- _Aim of the exercise_:
In the text on switching careers, rewrite the passage between "Start-up or high" and "of the role.", inclusive, replacing "chaos" with "disorder".

- _Provided text_:
************

Last Diwali, Anish was really excited. He was moving into a new organisation. Cutting-edge industry, a challenging role, excellent money…. Okay, he knew he had to relocate alone to Mumbai. His family was not willing to leave their home in Indore to live in an unknown city, while Anish worked 12-hour days.
By the time he went home for Christmas, Anish had an appointment to meet his old boss in Indore to see if he could return to his earlier job. He was questioning his judgement in accepting the new role.
Sounds familiar? Why do job applicants often face disappointment soon after accepting a ‘job of their dreams’? Here are a few common myths and errors that a job seeker should assess before pursuing a career switch.
Industry – Read about the potential of the industry. Who are the stakeholders? Are you comfortable with the customer profile?
Business environment –
Multinational – An established multinational company follows global policy. Atmosphere can be fairly process driven, less flexible, highly professional. A mid to senior level employee can expect to spend upwards of 40% of his/her time attending global conference calls and participating in ‘strategy’ meetings.
Owner driven – A large number of Indian companies are tightly managed by the promoter. Depending on the personality of the promoter, an employee can enjoy greater freedom, quick decision making, be nimble. The lines of the role are not tightly defined, allowing the employee to gain experience in areas outside the job description.
Start-up or high growth – Do you have an entrepreneurial bent of mind? Are you the kind who can think 30 steps ahead? Can you deal with constant change? Then this environment suits you. If you prefer structure over chaos, think carefully before you accept a role in a start-up.
Role – A clear understanding of the role.
Expectation Management – An excellent exercise by the employer and the finalist candidate is clear cut role and goal setting. This ensures alignment of expectations and enables both sides to measure performance in a meaningful manner.

************

Excerpts of pointing data:
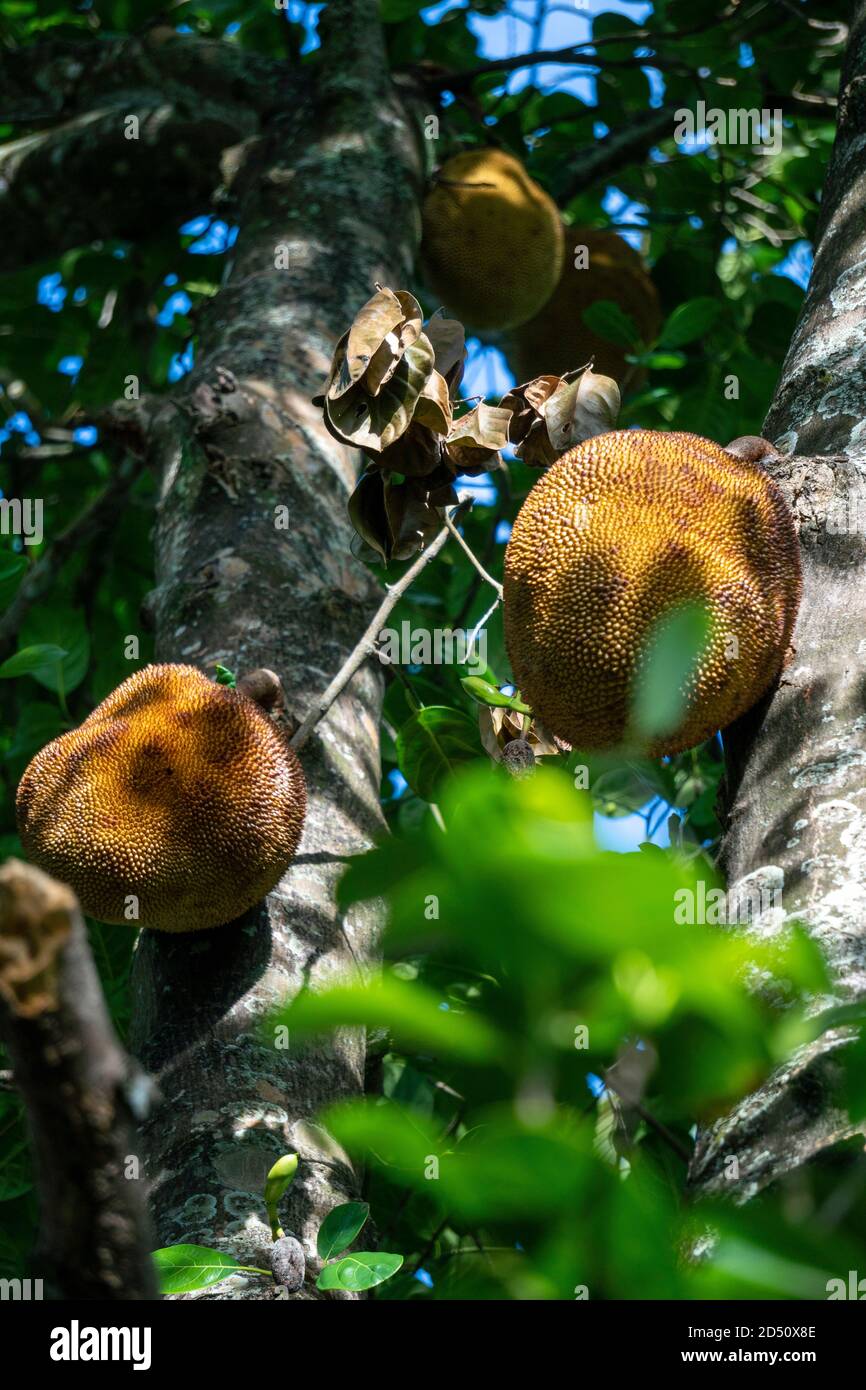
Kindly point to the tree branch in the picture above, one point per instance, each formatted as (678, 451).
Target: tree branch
(794, 765)
(192, 99)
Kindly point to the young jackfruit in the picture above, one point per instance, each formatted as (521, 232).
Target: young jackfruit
(175, 805)
(492, 241)
(556, 339)
(617, 533)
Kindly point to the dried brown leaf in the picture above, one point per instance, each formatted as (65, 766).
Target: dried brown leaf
(371, 327)
(476, 439)
(374, 423)
(434, 405)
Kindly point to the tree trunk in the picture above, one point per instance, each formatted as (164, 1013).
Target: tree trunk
(337, 185)
(795, 798)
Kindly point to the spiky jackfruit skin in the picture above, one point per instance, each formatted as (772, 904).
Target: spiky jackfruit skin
(492, 241)
(177, 791)
(619, 531)
(556, 339)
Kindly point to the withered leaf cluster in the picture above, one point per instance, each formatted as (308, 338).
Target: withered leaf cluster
(392, 392)
(551, 414)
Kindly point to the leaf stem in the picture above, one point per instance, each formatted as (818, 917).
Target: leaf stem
(366, 645)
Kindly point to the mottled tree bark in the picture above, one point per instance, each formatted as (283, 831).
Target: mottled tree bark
(338, 186)
(797, 788)
(191, 100)
(82, 1096)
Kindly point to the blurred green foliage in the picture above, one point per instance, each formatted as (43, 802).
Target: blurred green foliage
(528, 972)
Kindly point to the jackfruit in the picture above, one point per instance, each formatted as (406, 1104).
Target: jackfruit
(175, 805)
(492, 241)
(622, 530)
(556, 339)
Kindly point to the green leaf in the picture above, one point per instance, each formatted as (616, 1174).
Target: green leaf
(339, 1228)
(184, 1268)
(690, 321)
(61, 626)
(392, 11)
(662, 360)
(280, 1178)
(225, 677)
(662, 688)
(487, 694)
(34, 660)
(433, 744)
(366, 1269)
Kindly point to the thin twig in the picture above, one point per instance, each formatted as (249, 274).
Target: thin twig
(366, 647)
(96, 517)
(474, 560)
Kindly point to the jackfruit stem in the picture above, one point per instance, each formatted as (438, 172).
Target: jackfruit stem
(366, 645)
(476, 562)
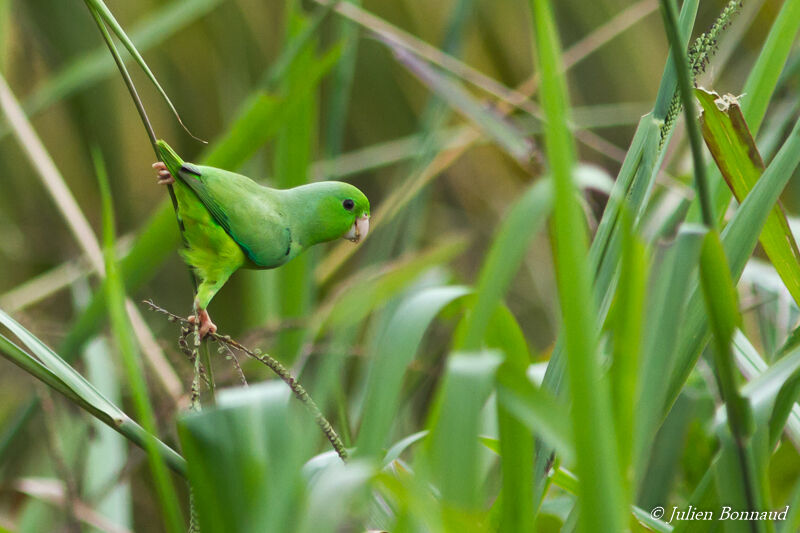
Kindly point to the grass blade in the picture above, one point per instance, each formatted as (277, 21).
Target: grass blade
(400, 341)
(115, 292)
(99, 7)
(728, 138)
(601, 497)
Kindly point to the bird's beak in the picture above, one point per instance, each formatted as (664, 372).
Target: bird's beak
(359, 229)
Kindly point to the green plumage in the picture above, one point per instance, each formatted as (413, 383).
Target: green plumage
(231, 221)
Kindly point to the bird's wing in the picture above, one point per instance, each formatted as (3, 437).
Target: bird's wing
(248, 212)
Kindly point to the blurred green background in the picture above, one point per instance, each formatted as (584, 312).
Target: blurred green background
(362, 124)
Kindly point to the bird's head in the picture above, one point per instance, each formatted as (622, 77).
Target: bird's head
(339, 209)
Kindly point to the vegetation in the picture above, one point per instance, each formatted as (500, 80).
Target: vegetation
(577, 307)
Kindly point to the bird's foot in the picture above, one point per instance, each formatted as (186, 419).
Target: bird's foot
(206, 326)
(164, 177)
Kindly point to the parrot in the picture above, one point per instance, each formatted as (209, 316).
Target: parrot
(231, 222)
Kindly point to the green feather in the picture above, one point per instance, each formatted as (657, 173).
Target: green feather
(231, 221)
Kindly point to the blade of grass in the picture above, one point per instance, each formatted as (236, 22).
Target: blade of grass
(669, 12)
(627, 329)
(398, 345)
(99, 8)
(763, 79)
(739, 239)
(241, 453)
(509, 245)
(89, 69)
(516, 443)
(56, 373)
(70, 210)
(293, 152)
(669, 290)
(601, 499)
(728, 138)
(633, 184)
(504, 134)
(168, 498)
(723, 313)
(342, 81)
(451, 458)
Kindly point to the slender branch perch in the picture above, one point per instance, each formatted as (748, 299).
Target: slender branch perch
(280, 370)
(152, 138)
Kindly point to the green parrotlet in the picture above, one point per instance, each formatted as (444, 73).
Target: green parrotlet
(231, 222)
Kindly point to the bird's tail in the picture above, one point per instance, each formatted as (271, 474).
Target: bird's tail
(169, 157)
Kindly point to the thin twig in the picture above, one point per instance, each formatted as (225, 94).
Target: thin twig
(123, 70)
(280, 370)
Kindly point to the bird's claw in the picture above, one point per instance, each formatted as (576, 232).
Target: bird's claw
(164, 177)
(205, 324)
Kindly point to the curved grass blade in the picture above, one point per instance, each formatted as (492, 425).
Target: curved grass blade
(734, 149)
(100, 8)
(115, 292)
(601, 499)
(723, 314)
(48, 367)
(739, 239)
(94, 66)
(452, 453)
(509, 245)
(513, 141)
(399, 344)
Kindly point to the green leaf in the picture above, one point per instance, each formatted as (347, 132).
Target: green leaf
(99, 7)
(739, 239)
(537, 409)
(728, 138)
(51, 369)
(502, 132)
(452, 457)
(243, 453)
(121, 327)
(601, 498)
(398, 345)
(509, 246)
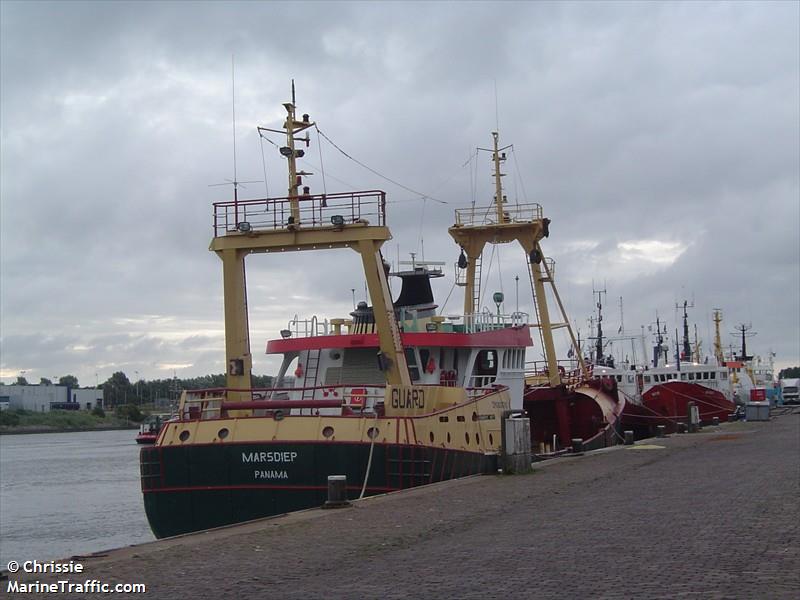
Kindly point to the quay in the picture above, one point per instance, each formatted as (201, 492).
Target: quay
(714, 514)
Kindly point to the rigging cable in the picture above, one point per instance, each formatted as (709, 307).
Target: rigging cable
(263, 164)
(321, 165)
(521, 182)
(373, 171)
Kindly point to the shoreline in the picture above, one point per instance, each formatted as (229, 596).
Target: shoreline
(33, 429)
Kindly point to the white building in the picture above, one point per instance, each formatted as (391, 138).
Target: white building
(43, 398)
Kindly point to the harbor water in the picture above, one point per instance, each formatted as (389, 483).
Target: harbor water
(65, 494)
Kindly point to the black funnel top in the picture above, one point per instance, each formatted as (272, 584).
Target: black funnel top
(416, 289)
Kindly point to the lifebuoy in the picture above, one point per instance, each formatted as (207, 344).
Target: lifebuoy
(358, 397)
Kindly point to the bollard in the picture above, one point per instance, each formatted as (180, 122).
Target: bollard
(337, 492)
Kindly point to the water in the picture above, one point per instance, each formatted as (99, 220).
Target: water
(69, 493)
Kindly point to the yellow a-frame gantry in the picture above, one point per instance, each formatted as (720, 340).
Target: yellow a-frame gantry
(499, 224)
(235, 237)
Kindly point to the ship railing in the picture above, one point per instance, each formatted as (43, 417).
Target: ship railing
(487, 215)
(308, 327)
(280, 402)
(489, 321)
(570, 371)
(318, 210)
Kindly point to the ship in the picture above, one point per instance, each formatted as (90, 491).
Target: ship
(391, 398)
(562, 400)
(661, 393)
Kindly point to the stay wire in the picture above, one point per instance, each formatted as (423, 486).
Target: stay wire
(321, 165)
(373, 171)
(263, 163)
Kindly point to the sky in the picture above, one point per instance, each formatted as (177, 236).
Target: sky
(661, 139)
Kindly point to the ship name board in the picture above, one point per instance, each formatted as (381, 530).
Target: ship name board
(248, 457)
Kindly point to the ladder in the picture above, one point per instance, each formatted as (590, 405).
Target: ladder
(476, 289)
(310, 378)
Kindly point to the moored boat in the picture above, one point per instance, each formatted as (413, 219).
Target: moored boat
(392, 399)
(660, 394)
(560, 398)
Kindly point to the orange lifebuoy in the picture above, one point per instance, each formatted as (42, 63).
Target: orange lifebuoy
(358, 397)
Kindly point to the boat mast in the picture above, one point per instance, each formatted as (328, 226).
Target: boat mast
(687, 348)
(599, 350)
(474, 228)
(235, 238)
(719, 353)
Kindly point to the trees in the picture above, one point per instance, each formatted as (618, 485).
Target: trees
(117, 389)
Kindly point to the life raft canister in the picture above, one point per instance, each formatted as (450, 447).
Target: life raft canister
(358, 397)
(431, 366)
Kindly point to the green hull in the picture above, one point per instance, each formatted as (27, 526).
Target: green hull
(197, 487)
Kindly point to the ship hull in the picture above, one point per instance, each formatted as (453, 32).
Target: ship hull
(590, 412)
(197, 487)
(667, 405)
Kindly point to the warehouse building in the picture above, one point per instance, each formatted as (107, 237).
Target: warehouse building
(43, 398)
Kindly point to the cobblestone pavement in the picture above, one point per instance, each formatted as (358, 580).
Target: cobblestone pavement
(707, 515)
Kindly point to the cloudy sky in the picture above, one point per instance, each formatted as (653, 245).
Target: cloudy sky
(662, 139)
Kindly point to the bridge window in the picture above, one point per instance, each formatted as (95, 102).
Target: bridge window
(486, 362)
(411, 359)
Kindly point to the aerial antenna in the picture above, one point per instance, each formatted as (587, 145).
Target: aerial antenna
(743, 329)
(233, 119)
(496, 107)
(235, 182)
(687, 349)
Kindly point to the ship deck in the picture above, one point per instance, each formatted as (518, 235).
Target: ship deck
(711, 514)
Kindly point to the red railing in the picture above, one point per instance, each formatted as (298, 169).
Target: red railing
(265, 214)
(213, 403)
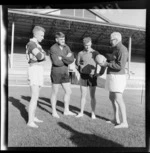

************

- _Response_:
Start-up or high growth – Do you have an entrepreneurial bent of mind? Are you the kind who can think 30 steps ahead? Can you deal with constant change? Then this environment suits you. If you prefer structure over disorder, think carefully before you accept a role in a start-up.
Role – A clear understanding of the role.